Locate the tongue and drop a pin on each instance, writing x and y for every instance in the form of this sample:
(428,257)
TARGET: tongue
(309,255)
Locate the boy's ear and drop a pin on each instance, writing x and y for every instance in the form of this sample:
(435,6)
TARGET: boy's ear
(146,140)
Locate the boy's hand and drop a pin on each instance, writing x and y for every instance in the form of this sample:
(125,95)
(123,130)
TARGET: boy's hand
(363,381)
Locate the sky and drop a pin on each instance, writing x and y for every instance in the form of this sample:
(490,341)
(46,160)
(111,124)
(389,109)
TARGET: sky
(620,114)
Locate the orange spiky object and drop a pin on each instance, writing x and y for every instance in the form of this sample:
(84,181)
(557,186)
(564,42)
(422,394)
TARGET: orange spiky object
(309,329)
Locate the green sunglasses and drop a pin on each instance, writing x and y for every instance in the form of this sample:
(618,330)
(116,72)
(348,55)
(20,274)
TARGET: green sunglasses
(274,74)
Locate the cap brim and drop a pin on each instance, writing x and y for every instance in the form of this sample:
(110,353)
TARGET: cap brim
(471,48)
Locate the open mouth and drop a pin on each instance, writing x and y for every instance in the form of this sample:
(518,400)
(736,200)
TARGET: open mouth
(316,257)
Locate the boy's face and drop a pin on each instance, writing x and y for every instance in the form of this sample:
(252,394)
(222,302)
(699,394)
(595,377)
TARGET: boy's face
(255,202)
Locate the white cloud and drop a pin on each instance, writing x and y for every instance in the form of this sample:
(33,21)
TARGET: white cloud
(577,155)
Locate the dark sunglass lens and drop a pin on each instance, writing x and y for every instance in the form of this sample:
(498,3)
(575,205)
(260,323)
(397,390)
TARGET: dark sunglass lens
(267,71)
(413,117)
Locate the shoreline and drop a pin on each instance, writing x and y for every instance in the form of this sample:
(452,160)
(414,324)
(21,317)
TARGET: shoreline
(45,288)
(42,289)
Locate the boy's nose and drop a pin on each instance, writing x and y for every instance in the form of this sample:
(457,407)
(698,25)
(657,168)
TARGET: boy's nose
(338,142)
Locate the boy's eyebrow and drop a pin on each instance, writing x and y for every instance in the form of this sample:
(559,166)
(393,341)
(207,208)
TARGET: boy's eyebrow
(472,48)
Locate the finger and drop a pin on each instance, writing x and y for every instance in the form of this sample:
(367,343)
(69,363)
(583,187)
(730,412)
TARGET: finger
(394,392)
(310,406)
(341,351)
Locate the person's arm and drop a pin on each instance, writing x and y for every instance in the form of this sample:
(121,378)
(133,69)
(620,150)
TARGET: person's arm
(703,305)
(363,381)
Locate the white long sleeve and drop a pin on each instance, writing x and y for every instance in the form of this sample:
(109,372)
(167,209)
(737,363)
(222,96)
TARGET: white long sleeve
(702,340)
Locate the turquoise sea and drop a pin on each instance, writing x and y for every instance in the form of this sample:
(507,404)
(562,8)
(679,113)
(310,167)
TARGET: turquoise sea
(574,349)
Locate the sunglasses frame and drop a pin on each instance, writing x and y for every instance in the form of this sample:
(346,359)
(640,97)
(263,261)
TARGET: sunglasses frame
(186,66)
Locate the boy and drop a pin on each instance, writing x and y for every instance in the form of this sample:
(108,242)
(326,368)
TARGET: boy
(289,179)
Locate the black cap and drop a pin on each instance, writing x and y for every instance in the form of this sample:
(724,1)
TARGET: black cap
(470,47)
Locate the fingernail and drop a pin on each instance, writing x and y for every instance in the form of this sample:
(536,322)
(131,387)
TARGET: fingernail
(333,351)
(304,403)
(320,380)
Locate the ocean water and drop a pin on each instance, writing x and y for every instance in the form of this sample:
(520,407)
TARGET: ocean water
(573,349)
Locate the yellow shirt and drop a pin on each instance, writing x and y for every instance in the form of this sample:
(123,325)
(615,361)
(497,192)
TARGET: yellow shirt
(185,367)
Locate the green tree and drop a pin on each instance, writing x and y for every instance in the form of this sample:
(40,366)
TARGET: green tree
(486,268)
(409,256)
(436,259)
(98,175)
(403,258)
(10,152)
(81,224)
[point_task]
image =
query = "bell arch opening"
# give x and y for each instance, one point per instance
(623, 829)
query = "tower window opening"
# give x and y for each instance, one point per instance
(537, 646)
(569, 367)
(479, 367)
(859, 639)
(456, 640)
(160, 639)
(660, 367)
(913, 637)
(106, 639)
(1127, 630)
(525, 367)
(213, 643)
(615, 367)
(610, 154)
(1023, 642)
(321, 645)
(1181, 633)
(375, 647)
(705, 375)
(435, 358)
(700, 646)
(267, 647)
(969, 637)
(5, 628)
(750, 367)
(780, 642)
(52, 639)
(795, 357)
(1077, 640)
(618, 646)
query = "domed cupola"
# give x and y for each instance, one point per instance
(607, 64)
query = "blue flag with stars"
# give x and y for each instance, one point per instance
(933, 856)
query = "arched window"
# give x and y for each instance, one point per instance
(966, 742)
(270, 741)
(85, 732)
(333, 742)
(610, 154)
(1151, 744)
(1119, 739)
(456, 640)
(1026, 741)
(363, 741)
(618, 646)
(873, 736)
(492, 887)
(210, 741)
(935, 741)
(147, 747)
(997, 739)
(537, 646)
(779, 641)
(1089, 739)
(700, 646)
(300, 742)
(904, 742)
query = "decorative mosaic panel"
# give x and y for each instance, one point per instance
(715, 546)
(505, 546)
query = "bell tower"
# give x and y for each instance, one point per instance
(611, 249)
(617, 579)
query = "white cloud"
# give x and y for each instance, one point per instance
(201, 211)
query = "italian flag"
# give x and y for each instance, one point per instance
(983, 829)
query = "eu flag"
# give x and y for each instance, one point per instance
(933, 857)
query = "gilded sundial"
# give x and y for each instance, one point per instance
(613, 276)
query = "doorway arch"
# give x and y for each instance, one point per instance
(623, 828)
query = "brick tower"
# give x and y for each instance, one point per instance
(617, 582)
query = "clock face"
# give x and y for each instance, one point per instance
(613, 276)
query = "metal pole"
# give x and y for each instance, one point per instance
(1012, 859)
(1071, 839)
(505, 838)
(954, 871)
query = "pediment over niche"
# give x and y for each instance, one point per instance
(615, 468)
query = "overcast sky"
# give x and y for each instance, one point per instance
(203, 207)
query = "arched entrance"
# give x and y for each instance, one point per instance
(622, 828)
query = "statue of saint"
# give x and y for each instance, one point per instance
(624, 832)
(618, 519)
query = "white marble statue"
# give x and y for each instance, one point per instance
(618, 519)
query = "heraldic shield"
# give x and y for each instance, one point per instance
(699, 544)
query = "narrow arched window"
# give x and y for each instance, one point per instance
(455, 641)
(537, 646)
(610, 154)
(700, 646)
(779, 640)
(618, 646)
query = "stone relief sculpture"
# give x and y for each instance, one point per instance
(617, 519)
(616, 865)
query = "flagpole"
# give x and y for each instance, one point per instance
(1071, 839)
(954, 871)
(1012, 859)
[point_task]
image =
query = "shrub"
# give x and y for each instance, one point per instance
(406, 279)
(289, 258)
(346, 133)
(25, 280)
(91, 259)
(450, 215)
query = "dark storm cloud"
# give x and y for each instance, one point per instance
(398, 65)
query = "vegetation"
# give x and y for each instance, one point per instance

* _Task prompt_: Return every line of the records that contains the string "tree", matching case exactly.

* _Reply to the task_:
Locate the green tree and drop a pin on each instance, writing x and y for every instance in the form of this sample:
TARGET: green tree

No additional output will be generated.